_RECORDS FOR THIS TASK_:
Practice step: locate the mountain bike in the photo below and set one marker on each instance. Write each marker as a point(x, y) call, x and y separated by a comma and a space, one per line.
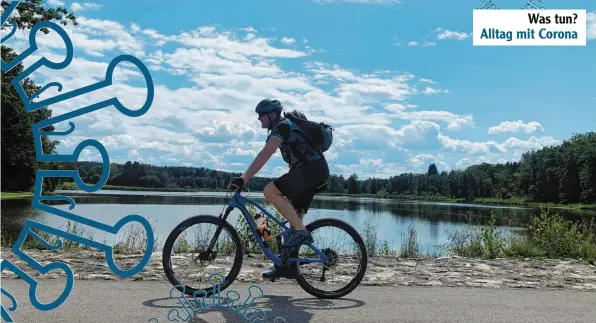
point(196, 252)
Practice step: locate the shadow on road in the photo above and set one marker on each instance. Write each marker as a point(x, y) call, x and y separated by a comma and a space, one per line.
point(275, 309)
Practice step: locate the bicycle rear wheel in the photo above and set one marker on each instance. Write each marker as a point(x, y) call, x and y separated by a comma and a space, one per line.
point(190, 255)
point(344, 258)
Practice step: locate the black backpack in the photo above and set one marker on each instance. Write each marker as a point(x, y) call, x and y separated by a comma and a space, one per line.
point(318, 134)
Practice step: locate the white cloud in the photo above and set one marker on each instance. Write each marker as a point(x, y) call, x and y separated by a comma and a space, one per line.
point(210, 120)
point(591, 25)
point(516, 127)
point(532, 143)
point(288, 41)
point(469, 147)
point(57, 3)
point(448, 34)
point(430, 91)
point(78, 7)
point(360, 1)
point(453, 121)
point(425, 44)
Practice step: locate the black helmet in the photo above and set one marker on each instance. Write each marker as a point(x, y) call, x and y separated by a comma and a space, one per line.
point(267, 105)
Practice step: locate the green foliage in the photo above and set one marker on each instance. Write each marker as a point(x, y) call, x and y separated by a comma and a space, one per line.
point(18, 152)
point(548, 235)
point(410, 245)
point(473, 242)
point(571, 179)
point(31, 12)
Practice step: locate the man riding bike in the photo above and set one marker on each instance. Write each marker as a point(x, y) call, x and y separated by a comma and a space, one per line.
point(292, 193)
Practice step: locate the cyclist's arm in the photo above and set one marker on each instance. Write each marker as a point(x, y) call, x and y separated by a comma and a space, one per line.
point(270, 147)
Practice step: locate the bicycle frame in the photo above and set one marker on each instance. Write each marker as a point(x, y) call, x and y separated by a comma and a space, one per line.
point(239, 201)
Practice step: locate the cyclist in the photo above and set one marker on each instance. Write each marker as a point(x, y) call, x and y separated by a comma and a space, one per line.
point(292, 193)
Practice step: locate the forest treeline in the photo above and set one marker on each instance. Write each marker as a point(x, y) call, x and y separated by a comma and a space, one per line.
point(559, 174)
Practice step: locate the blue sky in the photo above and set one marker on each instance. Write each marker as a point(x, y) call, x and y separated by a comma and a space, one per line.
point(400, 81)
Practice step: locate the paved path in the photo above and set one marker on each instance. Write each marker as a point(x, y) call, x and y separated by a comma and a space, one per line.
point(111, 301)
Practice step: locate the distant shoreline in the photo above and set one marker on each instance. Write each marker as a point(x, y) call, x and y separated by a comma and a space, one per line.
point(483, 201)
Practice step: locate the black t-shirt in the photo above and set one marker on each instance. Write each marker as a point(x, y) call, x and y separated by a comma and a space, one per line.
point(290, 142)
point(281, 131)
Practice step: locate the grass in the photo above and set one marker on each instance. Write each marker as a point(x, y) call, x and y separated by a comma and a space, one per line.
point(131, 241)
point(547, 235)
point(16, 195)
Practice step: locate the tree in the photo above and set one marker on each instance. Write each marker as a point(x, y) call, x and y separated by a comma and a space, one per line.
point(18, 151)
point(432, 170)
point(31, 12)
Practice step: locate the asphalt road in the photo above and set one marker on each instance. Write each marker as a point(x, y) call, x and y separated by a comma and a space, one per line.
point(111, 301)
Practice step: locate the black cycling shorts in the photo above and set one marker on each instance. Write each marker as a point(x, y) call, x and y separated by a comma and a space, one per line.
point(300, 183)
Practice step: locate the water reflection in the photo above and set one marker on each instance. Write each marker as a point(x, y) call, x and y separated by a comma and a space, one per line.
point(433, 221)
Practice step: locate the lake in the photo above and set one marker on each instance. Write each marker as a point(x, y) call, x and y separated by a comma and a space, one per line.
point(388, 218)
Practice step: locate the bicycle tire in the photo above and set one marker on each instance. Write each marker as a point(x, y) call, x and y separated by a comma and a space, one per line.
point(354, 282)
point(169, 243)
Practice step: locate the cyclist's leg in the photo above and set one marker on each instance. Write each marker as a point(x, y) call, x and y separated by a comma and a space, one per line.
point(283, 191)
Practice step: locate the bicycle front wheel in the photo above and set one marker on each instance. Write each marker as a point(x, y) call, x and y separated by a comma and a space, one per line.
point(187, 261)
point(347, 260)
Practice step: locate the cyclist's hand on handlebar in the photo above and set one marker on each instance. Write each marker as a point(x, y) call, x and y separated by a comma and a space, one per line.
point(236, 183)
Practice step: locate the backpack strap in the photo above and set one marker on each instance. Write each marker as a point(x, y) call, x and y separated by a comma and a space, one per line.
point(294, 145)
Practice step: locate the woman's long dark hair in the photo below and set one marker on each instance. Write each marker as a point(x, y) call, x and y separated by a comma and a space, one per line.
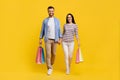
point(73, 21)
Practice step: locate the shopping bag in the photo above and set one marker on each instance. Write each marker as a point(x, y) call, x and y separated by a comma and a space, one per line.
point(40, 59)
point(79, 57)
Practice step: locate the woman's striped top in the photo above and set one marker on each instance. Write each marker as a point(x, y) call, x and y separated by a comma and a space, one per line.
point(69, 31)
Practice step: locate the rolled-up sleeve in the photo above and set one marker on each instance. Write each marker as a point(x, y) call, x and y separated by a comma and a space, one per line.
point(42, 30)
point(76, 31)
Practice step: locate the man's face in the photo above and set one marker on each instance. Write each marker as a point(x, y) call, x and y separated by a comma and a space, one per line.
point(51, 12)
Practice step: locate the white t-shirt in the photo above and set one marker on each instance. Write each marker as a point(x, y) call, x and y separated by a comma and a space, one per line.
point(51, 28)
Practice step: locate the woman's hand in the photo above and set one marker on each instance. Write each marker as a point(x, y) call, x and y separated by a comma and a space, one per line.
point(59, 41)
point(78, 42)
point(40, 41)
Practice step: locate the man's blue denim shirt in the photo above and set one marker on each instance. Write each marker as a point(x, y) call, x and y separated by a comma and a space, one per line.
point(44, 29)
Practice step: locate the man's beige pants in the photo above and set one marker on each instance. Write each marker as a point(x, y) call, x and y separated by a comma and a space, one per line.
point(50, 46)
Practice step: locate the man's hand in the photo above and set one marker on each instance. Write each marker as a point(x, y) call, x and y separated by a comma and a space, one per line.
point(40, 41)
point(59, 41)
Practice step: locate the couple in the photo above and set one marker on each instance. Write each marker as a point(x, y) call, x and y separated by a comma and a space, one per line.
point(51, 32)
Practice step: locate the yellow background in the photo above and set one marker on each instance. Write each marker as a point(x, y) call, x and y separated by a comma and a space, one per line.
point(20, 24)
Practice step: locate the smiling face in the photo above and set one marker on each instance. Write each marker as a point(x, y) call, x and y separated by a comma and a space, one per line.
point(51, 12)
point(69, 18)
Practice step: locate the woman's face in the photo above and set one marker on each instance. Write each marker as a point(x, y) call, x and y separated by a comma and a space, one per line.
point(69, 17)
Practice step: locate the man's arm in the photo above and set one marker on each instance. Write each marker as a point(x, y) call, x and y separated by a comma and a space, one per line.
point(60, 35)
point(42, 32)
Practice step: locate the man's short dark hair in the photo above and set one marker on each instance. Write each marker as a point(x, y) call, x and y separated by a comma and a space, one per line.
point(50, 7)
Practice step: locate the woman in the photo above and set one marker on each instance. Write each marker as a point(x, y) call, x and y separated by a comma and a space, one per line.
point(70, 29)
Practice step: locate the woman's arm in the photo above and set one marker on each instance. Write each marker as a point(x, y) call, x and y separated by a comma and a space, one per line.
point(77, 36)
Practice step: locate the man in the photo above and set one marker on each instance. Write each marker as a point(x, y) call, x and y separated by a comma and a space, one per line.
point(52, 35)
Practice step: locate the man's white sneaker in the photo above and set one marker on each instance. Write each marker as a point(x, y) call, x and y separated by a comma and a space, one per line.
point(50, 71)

* * *

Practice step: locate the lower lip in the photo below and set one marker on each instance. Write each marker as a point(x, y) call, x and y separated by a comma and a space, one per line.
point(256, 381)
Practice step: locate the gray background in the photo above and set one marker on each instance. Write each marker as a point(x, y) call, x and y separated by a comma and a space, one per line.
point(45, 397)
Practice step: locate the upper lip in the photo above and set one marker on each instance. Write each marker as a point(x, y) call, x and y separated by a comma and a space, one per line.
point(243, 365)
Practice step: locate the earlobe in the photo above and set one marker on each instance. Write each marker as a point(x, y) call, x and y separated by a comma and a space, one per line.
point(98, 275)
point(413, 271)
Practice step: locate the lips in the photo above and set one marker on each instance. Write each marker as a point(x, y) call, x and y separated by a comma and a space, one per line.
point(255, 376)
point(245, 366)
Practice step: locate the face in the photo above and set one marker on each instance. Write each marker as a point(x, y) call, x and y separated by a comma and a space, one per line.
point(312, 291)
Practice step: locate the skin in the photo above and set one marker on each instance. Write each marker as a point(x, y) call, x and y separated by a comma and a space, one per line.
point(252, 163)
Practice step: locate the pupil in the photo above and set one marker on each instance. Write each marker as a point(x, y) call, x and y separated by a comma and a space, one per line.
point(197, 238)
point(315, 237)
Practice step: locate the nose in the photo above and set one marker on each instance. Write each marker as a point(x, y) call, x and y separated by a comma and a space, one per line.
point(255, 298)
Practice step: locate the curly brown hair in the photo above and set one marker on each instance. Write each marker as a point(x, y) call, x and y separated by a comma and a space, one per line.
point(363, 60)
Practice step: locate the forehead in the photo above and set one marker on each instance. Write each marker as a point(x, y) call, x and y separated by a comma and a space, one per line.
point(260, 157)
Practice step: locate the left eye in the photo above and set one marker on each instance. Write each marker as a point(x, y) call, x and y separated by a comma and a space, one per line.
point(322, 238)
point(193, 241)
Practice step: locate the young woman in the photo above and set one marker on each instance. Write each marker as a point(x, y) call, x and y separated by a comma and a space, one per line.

---

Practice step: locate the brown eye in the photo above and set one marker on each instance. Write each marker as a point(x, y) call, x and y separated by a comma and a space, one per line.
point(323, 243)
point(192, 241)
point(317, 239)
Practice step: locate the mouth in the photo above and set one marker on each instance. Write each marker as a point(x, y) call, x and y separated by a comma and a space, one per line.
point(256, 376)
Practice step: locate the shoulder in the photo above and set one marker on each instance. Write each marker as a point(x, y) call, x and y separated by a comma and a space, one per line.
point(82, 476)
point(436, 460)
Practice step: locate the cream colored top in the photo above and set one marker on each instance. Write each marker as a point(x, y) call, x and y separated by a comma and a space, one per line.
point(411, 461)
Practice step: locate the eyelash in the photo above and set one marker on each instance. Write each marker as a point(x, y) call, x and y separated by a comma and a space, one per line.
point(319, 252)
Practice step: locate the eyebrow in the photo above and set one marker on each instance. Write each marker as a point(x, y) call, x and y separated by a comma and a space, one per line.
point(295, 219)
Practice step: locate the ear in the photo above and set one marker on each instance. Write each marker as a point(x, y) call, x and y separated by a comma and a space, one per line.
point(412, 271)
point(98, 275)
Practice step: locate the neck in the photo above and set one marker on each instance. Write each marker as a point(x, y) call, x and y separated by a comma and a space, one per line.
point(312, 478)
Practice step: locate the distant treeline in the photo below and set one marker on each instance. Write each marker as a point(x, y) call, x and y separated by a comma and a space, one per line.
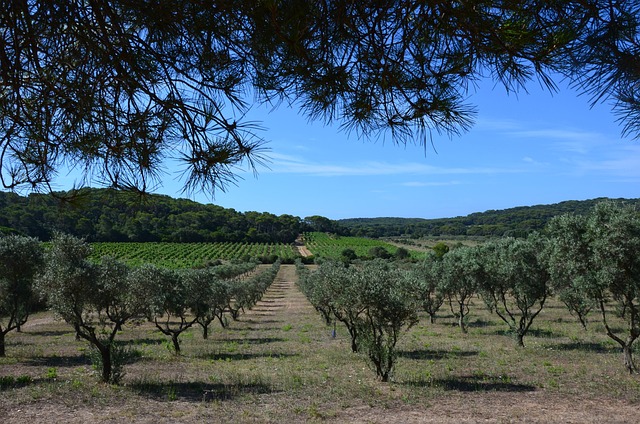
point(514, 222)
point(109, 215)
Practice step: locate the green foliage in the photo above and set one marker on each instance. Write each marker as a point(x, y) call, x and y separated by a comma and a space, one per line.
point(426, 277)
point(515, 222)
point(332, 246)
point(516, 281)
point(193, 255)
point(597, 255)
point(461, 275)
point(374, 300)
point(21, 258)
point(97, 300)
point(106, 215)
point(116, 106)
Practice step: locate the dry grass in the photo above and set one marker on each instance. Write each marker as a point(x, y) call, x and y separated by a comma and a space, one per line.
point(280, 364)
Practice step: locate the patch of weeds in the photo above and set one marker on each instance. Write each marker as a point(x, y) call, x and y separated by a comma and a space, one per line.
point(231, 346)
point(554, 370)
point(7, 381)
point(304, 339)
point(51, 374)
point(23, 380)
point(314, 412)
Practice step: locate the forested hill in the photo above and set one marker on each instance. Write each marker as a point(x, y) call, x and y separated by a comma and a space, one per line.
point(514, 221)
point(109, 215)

_SHORT EXERCISE_: Arrange the lines between the one containing "Practice step: locate the white cloud" and the one containing "point(267, 105)", inclusive, as a numbered list, omitting any blank lines.

_THE COMPLETED TASK_:
1. Practice step: locate the white cloud in the photo above and set one marker on each instance. Write each marker as a point(x, y) call, x and y separated by a comma and a space, one per line.
2. point(210, 120)
3. point(591, 25)
4. point(516, 127)
5. point(532, 143)
6. point(288, 41)
7. point(469, 147)
8. point(57, 3)
9. point(448, 34)
10. point(430, 91)
11. point(78, 7)
12. point(360, 1)
13. point(453, 121)
14. point(425, 44)
15. Practice step: locate the black helmet in the photo above and set one marker on each instance. Write each marker as a point(x, y) call, x and y separated by a comma and a space, one per line.
16. point(267, 105)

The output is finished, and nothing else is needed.